• Exercise description
Reproduce all of the entries character for character, while leaving out any pictures they contain.

• Data records
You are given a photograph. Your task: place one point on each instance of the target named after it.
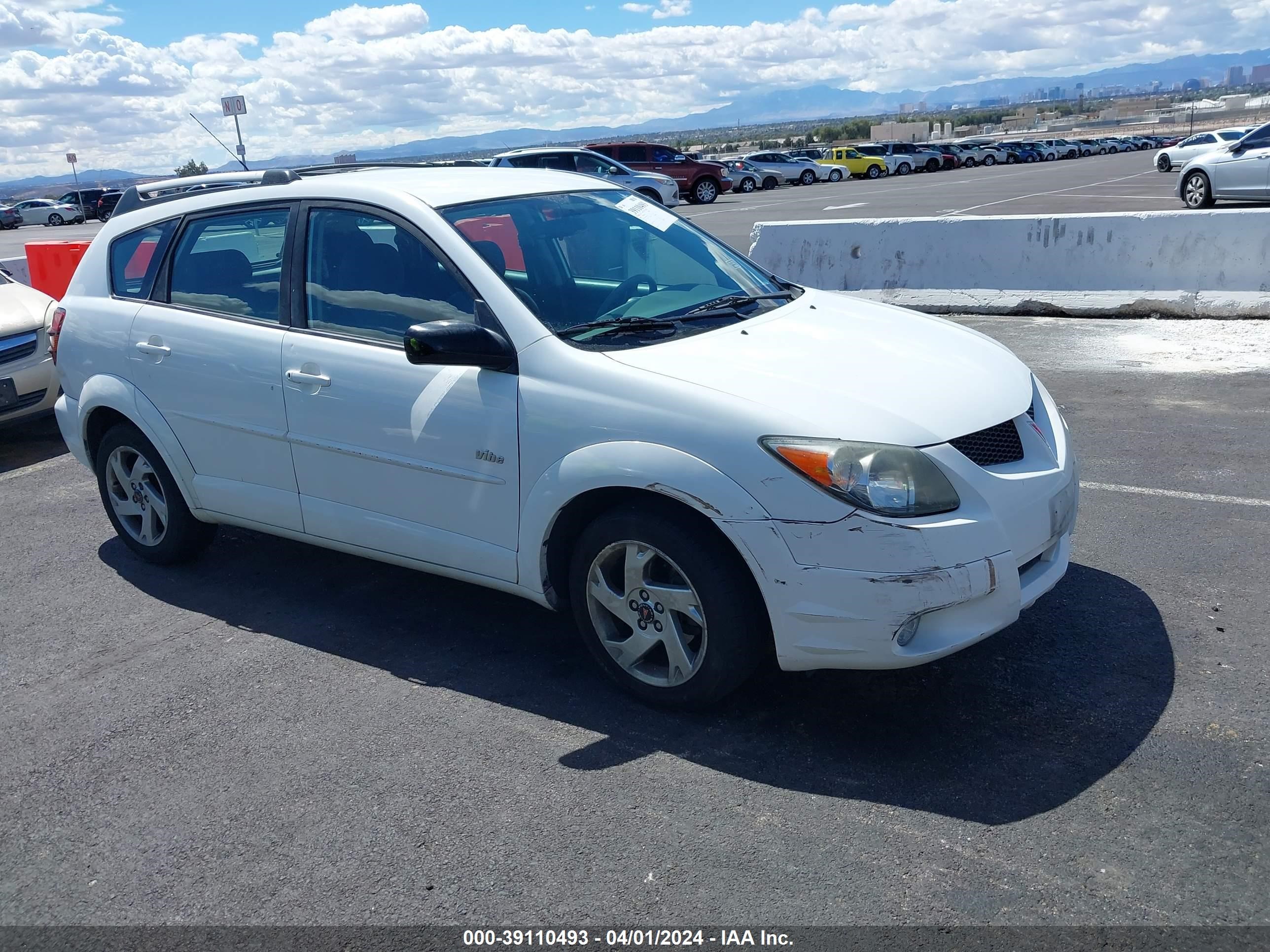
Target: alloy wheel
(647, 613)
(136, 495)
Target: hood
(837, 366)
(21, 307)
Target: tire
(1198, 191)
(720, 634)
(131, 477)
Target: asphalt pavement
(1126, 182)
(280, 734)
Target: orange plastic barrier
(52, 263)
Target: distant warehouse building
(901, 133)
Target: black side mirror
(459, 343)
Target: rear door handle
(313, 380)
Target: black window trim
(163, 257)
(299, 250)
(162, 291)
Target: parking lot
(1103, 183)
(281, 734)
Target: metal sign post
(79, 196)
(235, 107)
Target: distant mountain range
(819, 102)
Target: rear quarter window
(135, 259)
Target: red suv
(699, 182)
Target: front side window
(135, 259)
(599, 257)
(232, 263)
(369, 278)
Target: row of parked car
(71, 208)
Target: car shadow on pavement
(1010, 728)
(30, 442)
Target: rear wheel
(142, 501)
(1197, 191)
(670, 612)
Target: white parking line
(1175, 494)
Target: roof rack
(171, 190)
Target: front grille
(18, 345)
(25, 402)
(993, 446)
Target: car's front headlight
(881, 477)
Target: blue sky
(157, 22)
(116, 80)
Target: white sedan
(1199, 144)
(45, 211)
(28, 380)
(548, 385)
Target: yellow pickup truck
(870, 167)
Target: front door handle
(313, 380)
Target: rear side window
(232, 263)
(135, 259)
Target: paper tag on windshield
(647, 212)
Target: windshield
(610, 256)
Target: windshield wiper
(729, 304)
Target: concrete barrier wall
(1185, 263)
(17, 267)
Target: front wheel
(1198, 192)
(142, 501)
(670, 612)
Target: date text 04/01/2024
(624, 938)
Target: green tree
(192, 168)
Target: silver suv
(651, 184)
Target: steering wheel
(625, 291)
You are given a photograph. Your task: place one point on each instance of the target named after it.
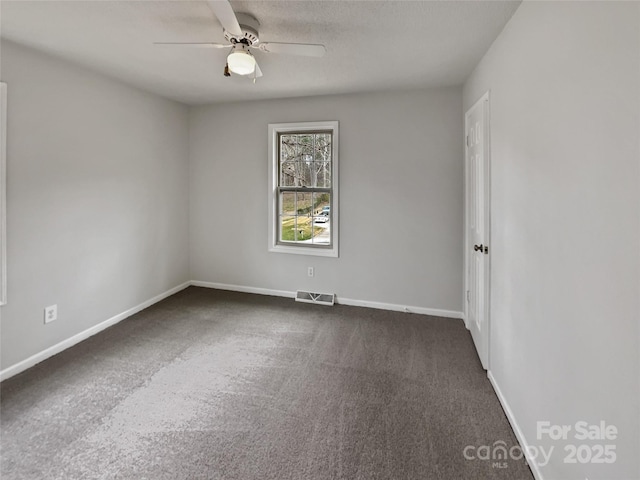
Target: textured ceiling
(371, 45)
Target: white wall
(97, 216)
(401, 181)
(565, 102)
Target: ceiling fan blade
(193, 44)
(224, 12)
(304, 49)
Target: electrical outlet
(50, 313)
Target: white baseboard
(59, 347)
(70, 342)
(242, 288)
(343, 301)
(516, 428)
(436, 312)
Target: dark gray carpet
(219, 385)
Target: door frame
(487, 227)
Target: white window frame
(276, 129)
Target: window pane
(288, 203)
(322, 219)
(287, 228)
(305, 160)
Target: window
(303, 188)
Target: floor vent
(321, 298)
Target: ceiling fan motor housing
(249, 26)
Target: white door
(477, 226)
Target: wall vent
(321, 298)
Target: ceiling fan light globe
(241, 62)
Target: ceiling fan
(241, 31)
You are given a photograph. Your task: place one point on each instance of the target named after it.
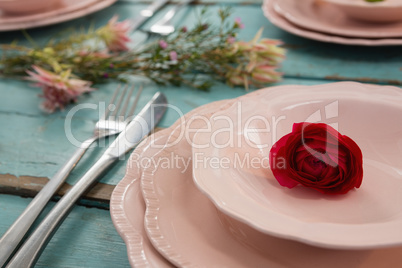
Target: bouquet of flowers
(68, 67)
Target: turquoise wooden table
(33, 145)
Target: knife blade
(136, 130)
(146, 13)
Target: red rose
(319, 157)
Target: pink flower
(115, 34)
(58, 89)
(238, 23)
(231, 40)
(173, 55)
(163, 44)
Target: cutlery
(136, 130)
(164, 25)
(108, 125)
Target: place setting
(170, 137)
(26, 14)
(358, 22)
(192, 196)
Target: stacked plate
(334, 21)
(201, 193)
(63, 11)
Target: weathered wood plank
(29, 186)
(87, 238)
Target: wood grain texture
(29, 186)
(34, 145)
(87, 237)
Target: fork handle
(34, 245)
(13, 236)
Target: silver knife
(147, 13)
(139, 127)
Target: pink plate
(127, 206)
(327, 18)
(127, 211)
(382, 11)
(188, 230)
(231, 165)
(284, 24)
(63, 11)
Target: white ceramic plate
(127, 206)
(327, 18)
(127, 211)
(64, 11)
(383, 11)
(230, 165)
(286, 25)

• Written response
You are given a photograph. Your task: place one point on each instance of the target named after it.
Target: alloy wheel
(647, 613)
(136, 495)
Target: hood
(837, 366)
(21, 307)
Target: tire
(1198, 191)
(720, 634)
(131, 477)
Target: asphalt pavement
(1126, 182)
(280, 734)
Target: orange plastic barrier
(52, 263)
Target: distant warehouse building
(901, 133)
Target: black side mirror
(459, 343)
Target: rear door handle
(313, 380)
Target: black window trim
(163, 257)
(299, 250)
(162, 291)
Target: parking lot
(1103, 183)
(281, 734)
Target: metal sign post
(79, 196)
(235, 107)
Target: distant mountain range
(819, 102)
Target: rear quarter window
(135, 259)
Target: red suv
(699, 182)
Target: front side window
(135, 259)
(599, 257)
(232, 263)
(369, 278)
Target: row of parked car
(71, 208)
Target: car shadow on pavement
(1010, 728)
(30, 442)
Target: rear wheel
(142, 501)
(1197, 191)
(670, 612)
Target: white parking line
(1175, 494)
Target: roof rack
(171, 190)
Target: front grille
(18, 345)
(25, 402)
(993, 446)
Target: car's front headlight
(881, 477)
Target: blue sky
(157, 22)
(116, 80)
Target: white sedan
(1199, 144)
(45, 211)
(28, 380)
(548, 385)
Target: yellow pickup truck
(870, 167)
Target: front door handle
(313, 380)
Target: rear side window
(232, 263)
(135, 259)
Target: paper tag on windshield
(647, 212)
Target: windshield
(610, 256)
Target: windshield wiper
(729, 304)
Target: concrete barrier wall
(1185, 263)
(17, 267)
Target: front wheel
(1198, 192)
(142, 501)
(670, 612)
Target: date text 04/01/2024
(624, 938)
Target: green tree
(192, 168)
Target: silver suv
(651, 184)
Target: steering wheel
(625, 291)
You are given a photograph. Your task: place one point on each instance of the target named after it.
Target: textured ceiling
(371, 45)
Target: white wall
(97, 216)
(401, 181)
(565, 102)
Target: ceiling fan blade
(193, 44)
(224, 12)
(304, 49)
Target: electrical outlet
(50, 313)
Target: white baseboard
(59, 347)
(70, 342)
(242, 288)
(343, 301)
(516, 428)
(436, 312)
Target: dark gray carpet
(219, 385)
Target: door frame
(487, 227)
Target: white window frame
(276, 129)
Target: window pane
(288, 203)
(322, 219)
(287, 228)
(305, 160)
Target: window
(303, 188)
Target: floor vent
(321, 298)
Target: ceiling fan motor housing
(249, 26)
Target: white door
(477, 226)
Target: wall vent
(321, 298)
Target: ceiling fan light globe
(241, 62)
Target: ceiling fan
(241, 31)
You are given a photograph. Your task: place one point on each instance of the target named after it.
Target: bouquet of flowers
(68, 67)
Target: turquoise wooden table
(33, 145)
Target: knife blade
(136, 130)
(146, 13)
Target: red rose
(319, 157)
Target: pink flower
(115, 34)
(58, 89)
(238, 23)
(231, 40)
(173, 55)
(163, 44)
Target: cutlery
(136, 130)
(164, 25)
(108, 125)
Target: place setting
(170, 137)
(26, 14)
(358, 22)
(192, 196)
Target: stacked plate
(334, 21)
(201, 193)
(63, 11)
Target: weathered wood plank
(29, 186)
(87, 238)
Target: wood grain texture
(29, 186)
(34, 145)
(87, 237)
Target: fork handle
(34, 245)
(13, 236)
Target: silver knife
(147, 13)
(139, 127)
Target: pink plate
(127, 206)
(327, 18)
(127, 211)
(382, 11)
(188, 230)
(231, 165)
(284, 24)
(63, 11)
Target: white ceramic plate
(127, 206)
(327, 18)
(127, 211)
(64, 11)
(383, 11)
(230, 165)
(286, 25)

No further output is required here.